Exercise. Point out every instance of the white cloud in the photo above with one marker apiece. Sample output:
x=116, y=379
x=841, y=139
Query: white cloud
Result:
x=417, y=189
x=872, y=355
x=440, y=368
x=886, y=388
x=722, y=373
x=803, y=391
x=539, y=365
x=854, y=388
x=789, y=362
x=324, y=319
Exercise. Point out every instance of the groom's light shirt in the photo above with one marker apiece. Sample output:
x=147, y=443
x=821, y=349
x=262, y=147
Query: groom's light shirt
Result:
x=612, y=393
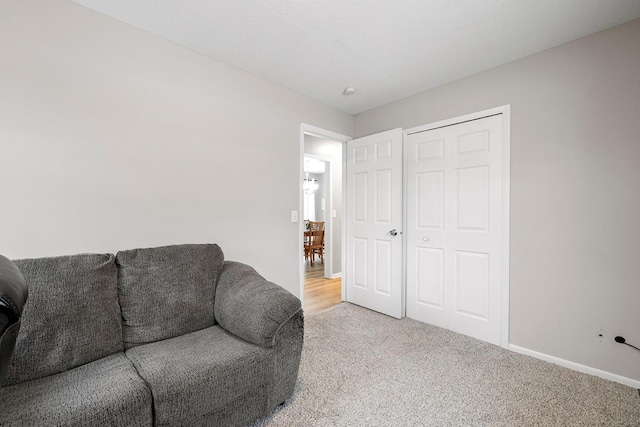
•••
- _TO DO_
Line tally for "output": say how many lines of the records above contain it, and give nothing but the number.

- _RESULT OF THIS TASK_
2